Collected data entries
■ ■ ■ ■ ■

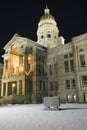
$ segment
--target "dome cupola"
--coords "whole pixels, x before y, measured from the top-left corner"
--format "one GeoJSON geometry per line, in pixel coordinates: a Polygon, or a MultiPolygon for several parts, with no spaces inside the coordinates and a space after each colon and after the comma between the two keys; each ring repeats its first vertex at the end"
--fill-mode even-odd
{"type": "Polygon", "coordinates": [[[48,48],[55,47],[57,46],[58,33],[57,23],[46,6],[44,14],[38,23],[37,42],[48,48]]]}

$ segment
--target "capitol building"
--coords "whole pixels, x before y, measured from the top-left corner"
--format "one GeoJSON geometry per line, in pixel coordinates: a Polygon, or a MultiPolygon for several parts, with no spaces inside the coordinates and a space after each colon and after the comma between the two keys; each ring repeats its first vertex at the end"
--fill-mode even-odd
{"type": "Polygon", "coordinates": [[[15,34],[4,47],[1,98],[41,103],[60,96],[62,103],[87,102],[87,33],[65,44],[48,7],[37,28],[37,42],[15,34]]]}

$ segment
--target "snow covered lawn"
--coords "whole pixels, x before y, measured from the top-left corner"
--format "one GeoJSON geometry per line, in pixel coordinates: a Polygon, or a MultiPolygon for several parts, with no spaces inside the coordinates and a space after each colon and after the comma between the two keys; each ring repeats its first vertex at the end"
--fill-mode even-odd
{"type": "Polygon", "coordinates": [[[43,104],[0,106],[0,130],[87,130],[87,104],[62,104],[44,110],[43,104]]]}

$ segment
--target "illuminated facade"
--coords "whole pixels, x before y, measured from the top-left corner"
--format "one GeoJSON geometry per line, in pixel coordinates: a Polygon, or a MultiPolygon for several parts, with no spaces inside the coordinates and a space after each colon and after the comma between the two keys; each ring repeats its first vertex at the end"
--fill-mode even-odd
{"type": "Polygon", "coordinates": [[[65,44],[50,10],[38,23],[37,42],[15,34],[4,47],[1,96],[17,103],[87,102],[87,34],[65,44]]]}

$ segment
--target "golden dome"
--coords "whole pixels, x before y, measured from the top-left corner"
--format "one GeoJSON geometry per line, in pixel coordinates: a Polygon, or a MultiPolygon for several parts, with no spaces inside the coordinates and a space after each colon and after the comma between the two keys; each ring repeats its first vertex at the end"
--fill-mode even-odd
{"type": "Polygon", "coordinates": [[[47,19],[55,20],[54,17],[50,14],[50,10],[48,9],[48,7],[46,7],[46,9],[44,10],[44,15],[41,17],[40,21],[47,19]]]}

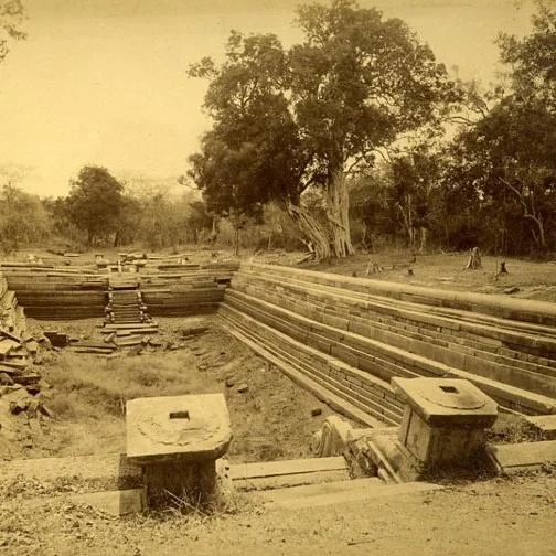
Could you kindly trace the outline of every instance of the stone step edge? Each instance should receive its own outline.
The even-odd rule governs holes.
[[[249,278],[249,279],[246,279]],[[252,289],[255,289],[256,291],[260,291],[263,288],[263,291],[267,293],[266,299],[270,297],[280,297],[280,292],[277,291],[278,289],[284,289],[287,290],[288,293],[291,293],[292,296],[296,296],[297,299],[300,299],[300,303],[303,303],[303,307],[307,308],[308,311],[310,311],[312,308],[314,308],[316,311],[319,311],[319,306],[325,306],[327,301],[328,304],[330,303],[330,296],[325,296],[325,293],[316,288],[309,287],[310,285],[307,282],[299,282],[297,281],[296,284],[288,284],[287,287],[280,282],[279,285],[276,282],[276,278],[272,277],[261,277],[261,276],[256,276],[256,279],[253,279],[253,276],[250,275],[236,275],[234,278],[234,282],[232,286],[232,289],[228,289],[227,292],[229,291],[248,291]],[[265,284],[268,285],[274,285],[275,288],[272,288],[271,291],[265,289]],[[350,307],[359,307],[362,310],[370,311],[371,313],[365,318],[365,320],[370,321],[371,323],[378,323],[381,328],[392,328],[394,323],[402,324],[402,328],[406,330],[410,330],[411,328],[424,328],[427,331],[429,331],[431,334],[436,334],[438,336],[439,342],[440,341],[447,341],[442,340],[442,338],[449,336],[452,339],[458,339],[460,340],[455,341],[452,343],[458,344],[458,345],[468,345],[469,343],[472,343],[474,345],[474,350],[483,351],[490,353],[492,348],[494,346],[494,352],[500,356],[507,359],[510,361],[520,361],[521,363],[525,363],[527,366],[527,370],[532,372],[537,372],[538,374],[545,374],[548,376],[556,376],[556,367],[552,366],[549,364],[549,361],[546,360],[546,356],[541,356],[541,355],[535,355],[530,353],[528,351],[523,351],[518,349],[512,348],[512,345],[517,346],[515,344],[516,341],[522,341],[524,338],[528,339],[528,345],[526,345],[530,350],[538,350],[538,338],[530,338],[530,336],[524,336],[523,334],[514,335],[513,342],[514,344],[510,343],[510,336],[506,336],[504,342],[501,340],[499,336],[502,335],[502,332],[500,330],[496,330],[495,333],[492,332],[492,327],[487,327],[484,328],[483,325],[479,324],[478,329],[475,330],[473,325],[466,323],[466,322],[458,322],[456,320],[449,320],[449,319],[432,319],[430,318],[425,318],[428,317],[428,313],[424,312],[416,312],[415,307],[409,308],[407,310],[404,310],[403,308],[399,308],[398,306],[394,304],[384,304],[381,301],[377,301],[376,303],[372,303],[373,307],[370,307],[371,303],[365,300],[365,299],[357,299],[352,296],[344,296],[342,290],[338,290],[338,288],[328,288],[330,293],[335,297],[336,299],[342,300],[343,302],[341,303],[341,308],[327,308],[324,309],[323,316],[324,314],[330,314],[332,318],[338,318],[338,319],[350,319],[352,317],[360,317],[360,314],[354,314],[350,313]],[[335,290],[335,291],[332,291]],[[341,295],[338,293],[338,291],[342,291]],[[282,293],[286,295],[286,293]],[[360,302],[361,301],[361,302]],[[269,300],[269,302],[272,302]],[[402,303],[402,302],[398,302]],[[407,304],[407,303],[406,303]],[[344,308],[345,306],[345,308]],[[335,307],[338,307],[338,303],[335,303]],[[377,308],[378,307],[378,308]],[[387,307],[388,311],[381,311],[381,307]],[[417,316],[417,317],[413,317]],[[440,329],[440,331],[438,330]],[[452,332],[448,332],[452,331]],[[484,332],[488,332],[488,335],[485,335]],[[459,333],[458,333],[459,332]],[[554,330],[556,333],[556,329]],[[407,334],[406,334],[407,335]],[[468,336],[472,336],[471,339]],[[536,348],[535,348],[536,345]],[[546,345],[545,345],[546,348]],[[504,353],[505,352],[505,353]],[[514,356],[511,356],[514,355]],[[522,361],[522,357],[525,357],[525,362]],[[544,361],[543,361],[544,360]],[[534,370],[531,367],[541,367],[539,370]]]
[[[255,311],[255,313],[256,312],[264,312],[264,310],[266,309],[266,312],[268,312],[269,314],[272,314],[272,313],[276,314],[277,319],[280,319],[284,322],[291,321],[293,325],[296,325],[296,323],[299,323],[299,327],[302,327],[303,329],[306,329],[308,331],[307,333],[319,333],[319,331],[321,331],[328,342],[332,342],[332,343],[340,342],[340,340],[335,340],[335,341],[332,340],[332,338],[334,335],[338,335],[338,331],[339,331],[338,329],[335,329],[333,327],[330,327],[330,325],[323,324],[323,323],[318,323],[311,319],[308,319],[308,318],[302,317],[298,313],[295,313],[293,311],[289,311],[287,309],[281,308],[281,307],[274,306],[272,303],[268,303],[264,300],[254,298],[252,296],[248,296],[248,295],[239,292],[239,291],[232,290],[228,292],[229,301],[232,302],[232,304],[234,301],[234,296],[236,299],[238,298],[237,299],[238,304],[244,304],[246,308],[252,306],[253,311]],[[334,331],[335,331],[335,333],[334,333]],[[466,371],[464,368],[453,367],[453,366],[447,365],[446,363],[441,363],[441,362],[437,362],[435,360],[431,360],[430,357],[419,355],[414,352],[409,352],[403,348],[389,345],[384,342],[379,342],[377,340],[372,340],[372,339],[368,339],[365,336],[361,336],[359,334],[354,334],[352,332],[348,332],[348,331],[343,331],[343,330],[341,332],[342,332],[342,339],[341,339],[342,341],[344,341],[350,346],[352,346],[353,344],[356,345],[356,348],[353,348],[353,349],[359,349],[359,350],[363,351],[363,353],[372,353],[372,352],[374,352],[374,350],[376,350],[378,354],[383,354],[385,357],[388,356],[388,357],[394,359],[395,361],[399,361],[402,363],[402,365],[398,365],[398,366],[404,366],[405,363],[411,362],[411,365],[415,367],[415,370],[420,375],[423,375],[425,371],[432,372],[434,374],[436,374],[438,376],[446,376],[450,373],[453,374],[453,373],[459,373],[459,372],[467,373],[468,375],[477,376],[479,378],[484,378],[487,381],[493,381],[499,384],[504,384],[509,387],[513,387],[513,388],[517,388],[520,391],[526,392],[526,393],[531,394],[530,396],[527,396],[527,399],[533,400],[533,403],[536,403],[537,400],[544,399],[544,405],[545,405],[544,408],[541,408],[541,409],[538,407],[536,408],[536,410],[539,410],[541,413],[550,413],[549,410],[548,411],[546,410],[546,407],[550,407],[550,406],[554,406],[556,409],[556,399],[554,399],[549,396],[546,396],[543,394],[536,394],[534,392],[523,389],[520,386],[514,386],[514,385],[510,385],[506,383],[502,383],[502,382],[498,381],[496,378],[482,376],[482,375],[472,373],[470,371]],[[440,349],[438,349],[438,350],[440,350]],[[471,357],[469,357],[469,360],[471,361]],[[502,365],[496,365],[495,367],[494,367],[494,365],[495,365],[494,363],[491,364],[491,366],[493,367],[493,370],[492,370],[493,373],[494,372],[498,372],[498,373],[512,372],[511,367],[510,367],[510,371],[505,371],[502,367]],[[498,368],[498,367],[500,367],[500,368]],[[524,376],[528,376],[532,374],[532,373],[527,373],[526,371],[521,371],[521,370],[518,372],[523,373]],[[543,381],[544,377],[542,377],[542,375],[536,375],[536,376],[533,375],[532,379]],[[523,404],[521,404],[521,405],[523,405]]]
[[[473,375],[467,371],[446,367],[442,376],[450,378],[466,378],[495,399],[500,405],[528,415],[556,414],[556,400],[546,396],[530,393],[515,386],[510,386],[491,378]],[[526,410],[523,410],[526,409]]]
[[[282,332],[257,322],[253,317],[248,317],[233,307],[223,306],[218,314],[225,317],[244,335],[263,345],[274,355],[289,362],[301,373],[309,373],[310,378],[322,384],[324,387],[328,386],[333,392],[340,392],[339,395],[341,397],[354,397],[354,399],[349,399],[354,405],[362,403],[355,403],[355,400],[357,397],[363,396],[365,398],[364,405],[366,406],[366,411],[373,414],[373,410],[376,410],[375,408],[378,406],[381,415],[378,419],[384,420],[387,415],[392,414],[393,419],[387,418],[386,420],[395,424],[400,420],[405,404],[397,398],[389,382],[385,382],[372,373],[353,367],[334,356],[322,353],[316,348],[306,345]],[[240,319],[247,322],[243,323]],[[253,325],[261,328],[266,334],[260,331],[254,332],[252,329]],[[267,335],[285,342],[288,349],[278,348],[276,342],[269,344],[270,340]],[[364,392],[362,393],[361,391]]]
[[[249,276],[248,272],[245,274],[245,276]],[[276,275],[255,275],[257,278],[267,280],[267,281],[277,281],[278,279],[284,280],[282,276],[276,276]],[[242,277],[242,271],[239,271],[236,276],[235,279]],[[393,298],[386,298],[386,297],[378,297],[378,296],[367,296],[365,293],[361,293],[357,291],[352,291],[350,289],[343,289],[341,287],[335,287],[335,286],[323,286],[322,288],[320,287],[314,287],[321,286],[318,282],[313,281],[302,281],[302,280],[286,280],[289,286],[296,287],[298,289],[306,289],[309,290],[310,292],[314,292],[317,295],[322,296],[323,292],[330,292],[339,298],[344,298],[346,300],[352,301],[350,304],[356,304],[361,306],[363,304],[363,309],[366,309],[365,304],[371,303],[373,306],[373,310],[376,312],[385,312],[386,314],[394,314],[394,313],[399,313],[403,312],[406,314],[408,320],[411,319],[411,314],[418,316],[423,322],[430,322],[434,324],[434,321],[437,320],[438,323],[440,324],[443,322],[447,328],[455,328],[456,330],[462,330],[464,332],[472,332],[478,334],[480,331],[480,334],[487,338],[495,338],[503,340],[505,342],[511,343],[512,340],[524,340],[526,339],[527,342],[530,342],[533,346],[538,345],[539,343],[545,343],[546,345],[554,346],[556,344],[556,338],[547,336],[547,338],[539,338],[538,332],[535,330],[521,330],[520,328],[507,328],[507,322],[509,319],[501,319],[496,317],[491,317],[492,322],[478,322],[475,319],[473,319],[471,316],[473,316],[473,311],[464,311],[464,310],[458,310],[460,314],[457,316],[451,316],[451,314],[438,314],[438,312],[431,312],[431,307],[423,303],[417,303],[413,301],[404,301],[400,299],[393,299]],[[234,281],[232,280],[232,287],[233,287]],[[383,308],[383,311],[379,311],[379,308]],[[445,309],[441,307],[434,307],[434,309]],[[456,310],[452,310],[456,311]],[[475,313],[475,314],[481,314],[481,313]],[[464,317],[464,319],[462,319]],[[516,323],[516,325],[521,321],[510,321]],[[450,327],[451,324],[451,327]],[[528,324],[528,323],[525,323]],[[530,324],[530,327],[532,327]],[[505,329],[505,330],[501,330]],[[552,334],[556,334],[556,330],[552,327],[542,327],[543,330],[547,332],[552,332]]]
[[[350,417],[353,420],[362,423],[368,427],[383,427],[384,424],[378,419],[372,417],[371,415],[365,414],[357,407],[353,406],[349,402],[345,402],[340,396],[332,394],[327,391],[327,388],[320,386],[314,381],[308,378],[306,375],[293,368],[291,365],[286,363],[285,361],[278,359],[276,355],[272,355],[270,352],[265,350],[261,345],[255,343],[249,340],[245,334],[235,330],[231,324],[224,324],[224,328],[240,342],[248,345],[253,351],[260,354],[265,360],[269,361],[278,368],[280,368],[289,378],[291,378],[296,384],[301,386],[302,388],[312,392],[317,398],[324,402],[327,405],[332,407],[332,409],[338,413]]]
[[[354,291],[375,291],[379,296],[388,297],[392,299],[404,300],[420,300],[423,304],[432,304],[438,307],[439,303],[452,303],[452,304],[472,304],[472,312],[491,314],[493,317],[499,317],[510,320],[518,320],[523,322],[532,322],[537,324],[543,324],[539,322],[539,317],[544,316],[546,323],[549,325],[556,324],[556,304],[546,303],[535,300],[520,300],[520,299],[507,299],[502,296],[490,296],[487,293],[474,293],[467,291],[451,291],[435,288],[426,288],[423,286],[413,286],[406,284],[388,282],[382,280],[372,280],[368,278],[353,278],[342,275],[333,275],[330,272],[318,272],[314,270],[301,270],[298,268],[282,267],[279,265],[265,265],[259,263],[242,263],[240,267],[252,268],[252,269],[263,269],[275,271],[276,274],[286,274],[293,276],[306,276],[307,278],[313,278],[314,281],[320,284],[332,284],[341,285],[344,289],[351,289]],[[434,296],[434,297],[432,297]],[[404,299],[405,298],[405,299]],[[409,298],[409,299],[407,299]],[[431,302],[435,301],[435,302]],[[458,309],[458,307],[455,307]],[[512,319],[509,314],[520,314],[520,319]],[[525,317],[525,318],[523,318]],[[528,320],[533,319],[533,320]]]

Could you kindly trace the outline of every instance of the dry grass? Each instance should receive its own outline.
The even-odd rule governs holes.
[[[186,370],[178,353],[117,360],[63,353],[44,372],[55,386],[49,406],[58,424],[50,449],[57,456],[125,451],[126,402],[203,392],[199,375]]]
[[[168,335],[181,320],[160,321]],[[86,322],[81,324],[87,334]],[[216,323],[175,351],[114,360],[62,351],[41,373],[53,385],[47,405],[56,418],[44,442],[24,457],[125,452],[125,406],[137,397],[223,392],[234,434],[232,461],[310,457],[311,435],[333,414]],[[244,384],[248,391],[238,392]],[[322,414],[312,417],[314,407]]]

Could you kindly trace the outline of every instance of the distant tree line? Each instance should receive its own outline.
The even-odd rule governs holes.
[[[40,200],[0,172],[0,247],[233,245],[322,259],[398,244],[554,257],[553,6],[537,0],[527,36],[499,35],[507,73],[484,92],[450,79],[403,21],[352,0],[300,7],[304,39],[290,49],[233,31],[221,64],[189,68],[209,81],[213,120],[179,179],[197,191],[175,197],[86,165],[66,197]],[[0,60],[23,36],[21,18],[19,1],[0,0]]]
[[[377,239],[552,256],[556,12],[536,3],[530,35],[499,35],[509,71],[484,93],[351,0],[300,7],[289,50],[234,31],[223,63],[190,67],[214,122],[190,175],[237,231],[272,202],[317,258]]]

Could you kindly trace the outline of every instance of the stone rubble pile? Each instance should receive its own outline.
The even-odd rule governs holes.
[[[53,417],[51,387],[36,371],[51,349],[45,335],[26,331],[23,310],[0,275],[0,458],[10,457],[11,441],[32,447]]]

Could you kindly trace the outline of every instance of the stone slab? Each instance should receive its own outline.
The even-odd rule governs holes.
[[[298,509],[338,505],[382,496],[423,493],[442,487],[427,482],[385,484],[378,478],[353,479],[322,484],[291,487],[267,492],[257,492],[268,509]]]
[[[95,510],[119,517],[147,510],[145,489],[122,491],[86,492],[71,496],[73,502],[86,504]]]
[[[23,475],[40,482],[75,479],[85,481],[90,489],[142,487],[141,469],[131,464],[124,453],[3,461],[0,462],[0,475],[4,480]]]
[[[126,421],[127,456],[137,464],[214,461],[232,440],[224,394],[131,399]]]
[[[546,440],[556,440],[556,415],[531,415],[525,420],[538,430]]]
[[[432,427],[488,428],[498,417],[498,404],[464,379],[395,377],[392,384]]]
[[[556,440],[496,445],[491,447],[491,453],[503,472],[511,472],[513,468],[539,467],[556,462]]]
[[[346,471],[348,462],[343,456],[331,458],[308,458],[256,463],[233,463],[229,477],[233,480],[277,477],[285,474],[314,473],[320,471]]]

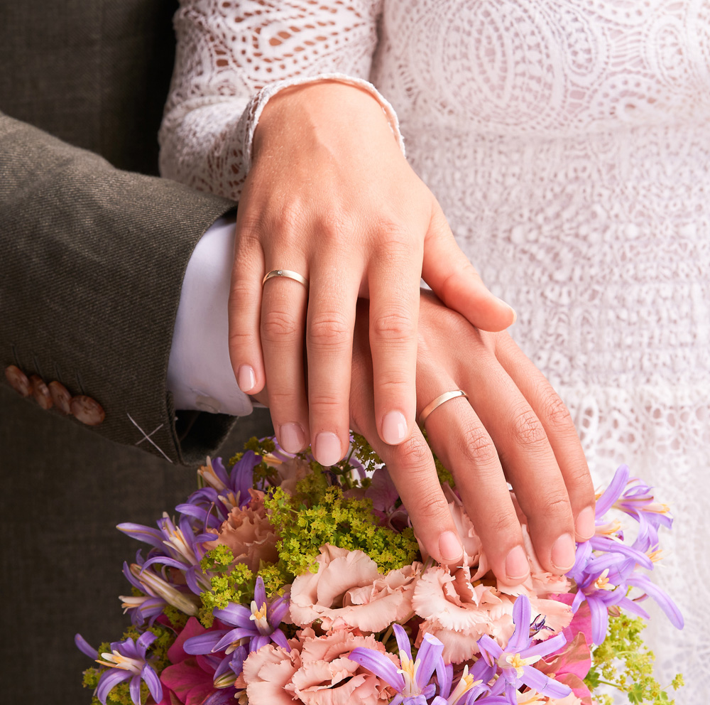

■ ■ ■ ■ ■

• _Written task_: Please repeat the lines starting with the line that contains "pile? Each instance should receive its own outline." and going on through the last line, swapping "stone" for "rock" and changing nothing else. Leave the pictures out.

• _Answer below_:
Could you kindly trace the outline of every instance of the rock rubble pile? Each instance should receive its own outline.
The even-odd rule governs holes.
[[[53,417],[51,387],[36,371],[51,349],[45,335],[26,331],[23,310],[0,275],[0,458],[10,457],[11,441],[32,447]]]

Could you kindly trace the outline of every instance of the rock slab? Each instance should receive its own outline.
The even-odd rule governs holes.
[[[298,509],[338,505],[382,496],[423,493],[442,487],[427,482],[385,484],[378,478],[353,479],[322,484],[291,487],[267,492],[257,492],[268,509]]]
[[[95,510],[119,517],[147,510],[145,489],[122,491],[86,492],[71,496],[73,502],[86,504]]]
[[[23,475],[40,482],[75,479],[85,481],[90,489],[142,487],[141,469],[131,464],[124,453],[3,461],[0,462],[0,475],[4,480]]]
[[[126,421],[127,456],[137,464],[214,461],[232,440],[224,394],[131,399]]]
[[[546,440],[556,440],[556,415],[531,415],[525,420],[538,430]]]
[[[432,427],[488,428],[498,417],[498,404],[464,379],[395,377],[392,384]]]
[[[556,440],[496,445],[491,447],[491,453],[503,472],[511,472],[513,468],[539,467],[556,462]]]
[[[346,471],[348,462],[343,456],[331,458],[308,458],[256,463],[233,463],[229,477],[233,480],[277,477],[285,474],[314,473],[320,471]]]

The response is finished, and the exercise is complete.